Retained Deciduous Teeth
Just like in people, our pets have deciduous (“baby”) teeth. These teeth stay in the mouth until 4-6 months of age when the adult teeth should erupt pushing the deciduous teeth out. This process does not proceed correctly in some pets which results in the deciduous tooth being retained in the mouth. Retained deciduous teeth cause problems by causing plaque accumulation and impeding the eruption of the adult tooth. All pets should be checked by a veterinarian for retained deciduous teeth between 5-6 months of age. If retained deciduous teeth are identified they should be extracted promptly.
Stomatitis or gingivostomatitis is another common disease affecting primarily cats. This is a painful condition which involves severe inflammation of the oral soft tissues. It appears that stomatitis results from the cat’s immune system reacting to the plaque film on the teeth.
Teeth may break for a variety of reasons including: trauma, aggressive chewing and decay. Any tooth with signs of wear or fracture should be evaluated promptly. Broken teeth can result in pain and predispose teeth to developing infection which can result in the tooth becoming non-vital. The earlier treatment is initiated after a fracture, the better for the pet.

Provided data.
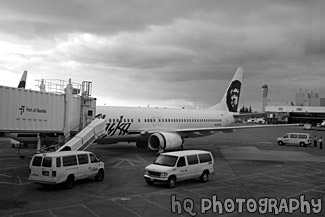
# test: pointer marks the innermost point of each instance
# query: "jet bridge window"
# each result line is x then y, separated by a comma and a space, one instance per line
37, 161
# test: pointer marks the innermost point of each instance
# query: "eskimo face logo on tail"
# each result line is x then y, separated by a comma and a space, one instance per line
233, 96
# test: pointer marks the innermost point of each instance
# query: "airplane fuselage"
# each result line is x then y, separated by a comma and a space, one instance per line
126, 123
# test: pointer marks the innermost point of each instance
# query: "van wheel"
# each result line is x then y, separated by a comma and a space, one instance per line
69, 182
280, 143
171, 182
204, 177
100, 176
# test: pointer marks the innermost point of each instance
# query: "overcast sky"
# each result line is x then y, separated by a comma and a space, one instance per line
169, 53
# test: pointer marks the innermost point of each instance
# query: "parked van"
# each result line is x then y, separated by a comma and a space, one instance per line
302, 139
170, 167
65, 167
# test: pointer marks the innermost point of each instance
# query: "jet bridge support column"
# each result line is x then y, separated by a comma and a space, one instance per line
67, 102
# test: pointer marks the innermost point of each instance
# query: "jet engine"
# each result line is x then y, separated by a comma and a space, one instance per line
165, 141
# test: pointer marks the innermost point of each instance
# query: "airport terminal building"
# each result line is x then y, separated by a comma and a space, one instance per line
295, 114
308, 108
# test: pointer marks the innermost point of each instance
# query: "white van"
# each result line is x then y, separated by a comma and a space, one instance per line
302, 139
65, 167
180, 165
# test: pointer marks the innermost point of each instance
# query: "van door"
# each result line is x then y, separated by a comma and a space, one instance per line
94, 164
293, 138
70, 166
193, 169
286, 138
181, 169
84, 170
41, 167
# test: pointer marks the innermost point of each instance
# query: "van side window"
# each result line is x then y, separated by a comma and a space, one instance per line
93, 159
302, 136
58, 162
192, 159
181, 162
47, 162
69, 161
83, 158
205, 158
37, 161
294, 136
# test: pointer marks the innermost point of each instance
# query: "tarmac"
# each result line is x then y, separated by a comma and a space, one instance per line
254, 176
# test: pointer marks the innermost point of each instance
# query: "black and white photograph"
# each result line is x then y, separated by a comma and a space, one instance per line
143, 108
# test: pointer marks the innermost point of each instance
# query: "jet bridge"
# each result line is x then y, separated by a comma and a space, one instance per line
86, 137
60, 109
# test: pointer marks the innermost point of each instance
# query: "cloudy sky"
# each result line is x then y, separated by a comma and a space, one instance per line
169, 52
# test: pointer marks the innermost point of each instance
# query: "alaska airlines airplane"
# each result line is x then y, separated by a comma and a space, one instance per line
165, 129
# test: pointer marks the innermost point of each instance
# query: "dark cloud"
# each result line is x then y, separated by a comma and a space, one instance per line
171, 51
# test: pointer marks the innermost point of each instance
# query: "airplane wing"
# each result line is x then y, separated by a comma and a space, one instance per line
231, 128
250, 115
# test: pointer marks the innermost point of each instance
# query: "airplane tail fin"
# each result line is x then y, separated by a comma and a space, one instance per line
230, 100
22, 83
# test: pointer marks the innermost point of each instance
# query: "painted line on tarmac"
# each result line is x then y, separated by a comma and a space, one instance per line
52, 214
142, 159
5, 175
114, 200
13, 167
157, 204
87, 208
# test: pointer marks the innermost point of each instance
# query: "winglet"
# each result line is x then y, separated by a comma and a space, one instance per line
22, 83
230, 99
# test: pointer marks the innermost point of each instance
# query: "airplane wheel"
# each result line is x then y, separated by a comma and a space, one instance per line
100, 176
280, 143
149, 182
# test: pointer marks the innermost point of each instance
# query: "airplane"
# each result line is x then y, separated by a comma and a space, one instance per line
164, 129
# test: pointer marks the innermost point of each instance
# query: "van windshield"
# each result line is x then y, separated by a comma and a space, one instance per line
166, 160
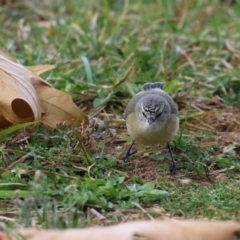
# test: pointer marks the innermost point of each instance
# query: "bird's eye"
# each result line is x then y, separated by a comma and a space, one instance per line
159, 115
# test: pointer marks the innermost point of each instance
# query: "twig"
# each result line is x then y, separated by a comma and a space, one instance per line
20, 160
97, 214
143, 210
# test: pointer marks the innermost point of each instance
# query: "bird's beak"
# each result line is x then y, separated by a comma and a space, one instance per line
150, 120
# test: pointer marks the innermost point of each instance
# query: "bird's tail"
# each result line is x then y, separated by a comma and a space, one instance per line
149, 86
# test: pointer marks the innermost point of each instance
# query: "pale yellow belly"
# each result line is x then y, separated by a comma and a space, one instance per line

Things to do.
1. What reasons for teeth breaking does the pet dental text name?
2. Answer these from the pet dental text:
(a) Between what ages should all pets be checked by a veterinarian for retained deciduous teeth?
(b) Which animals does stomatitis primarily affect?
(c) What can broken teeth predispose teeth to developing?
3. Go on with the pet dental text from its final sentence.
The items are separate material, unrelated to the pet dental text.

Outputs in order.
1. Trauma, aggressive chewing and decay.

2.
(a) Between 5 and 6 months of age.
(b) Cats.
(c) Infection.

3.
Masses / Oral Tumors
Any time a growth or abnormal tissue is noted in a pet’s mouth investigation is warranted. Sometimes masses or growths are only found during the detailed examination under anesthesia during a veterinary check up. Pets can have a variety of oral growths which can be either benign (non-cancerous) or malignant (cancerous).
Preventing Dental disease in your Pet
Signs of periodontal can be subtle in pets and often go unnoticed by owners. However the good news is that with a good diet, consistent home dental care and regular veterinary check ups, periodontal disease can be slowed or even prevented!
The texture of food and its composition can affect the environment of the mouth. It can help maintain tissue integrity, stimulate saliva production, alter plaque bacteria metabolism and provide mechanical cleansing of tooth surfaces. Feeding a good quality dry dog food is preferable to feeding a wet food as the mechanical action and abrasion on the surface of the tooth when the dog bites into a hard food will help prevent the formation of plaque and bacteria on the tooth surface. Feeding raw bones in addition to good quality dental chews and treats is also a good way to prevent and/or minimise periodontal disease in your pet.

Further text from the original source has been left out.